Transcribe all of the records, leaving out any pictures.

───── Data under study

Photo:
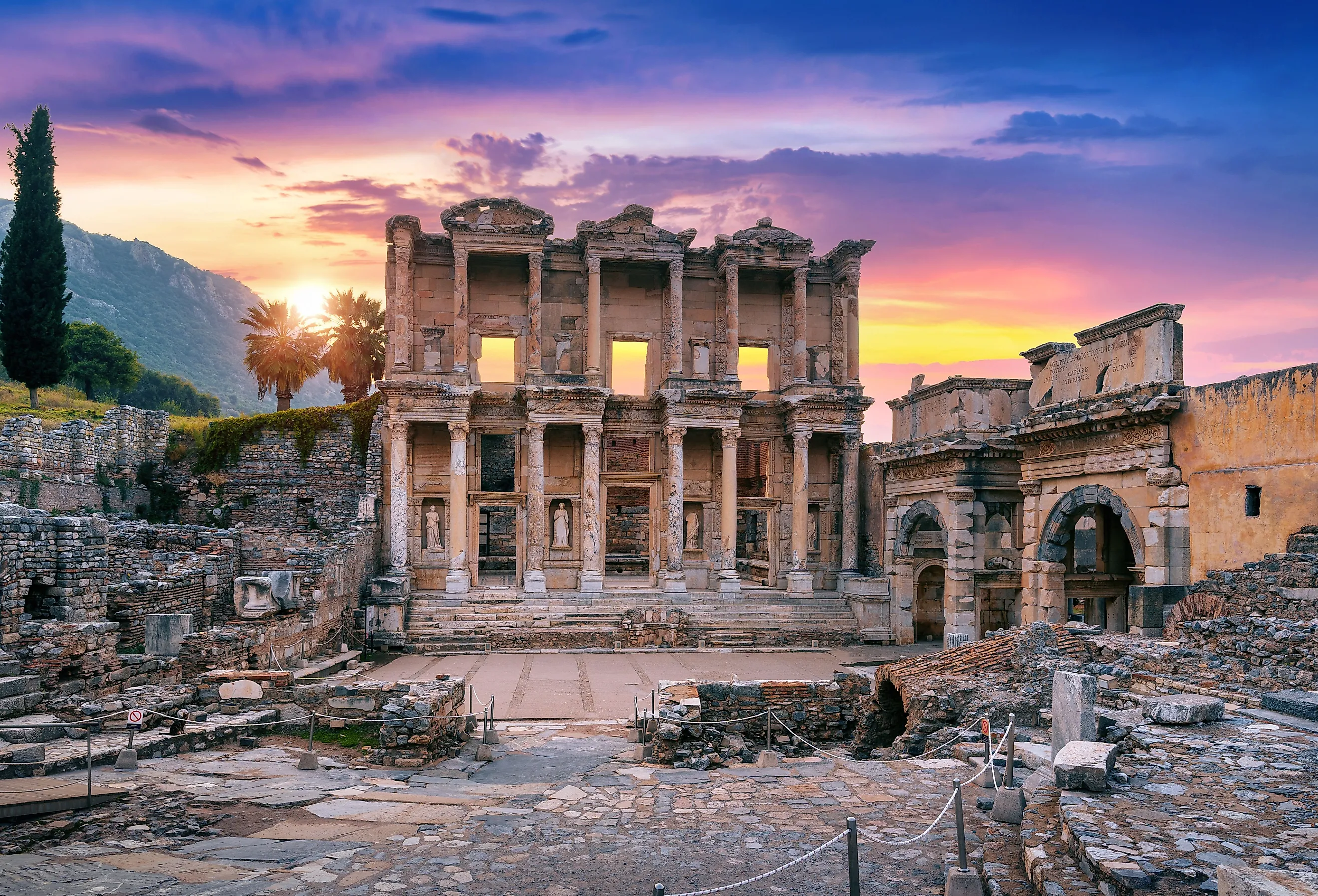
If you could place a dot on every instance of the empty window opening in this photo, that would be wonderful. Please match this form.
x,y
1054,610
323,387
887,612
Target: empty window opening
x,y
495,363
753,368
752,468
1253,500
499,459
627,454
497,546
629,368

──────────

◆ **Answer section**
Photo:
If you could place a dot on every instance of the empty window opening in this photo, that would be wonderful. Please match this form.
x,y
1054,610
323,387
887,612
Target: empty window opening
x,y
495,363
753,368
752,468
1253,500
499,459
627,454
497,546
629,368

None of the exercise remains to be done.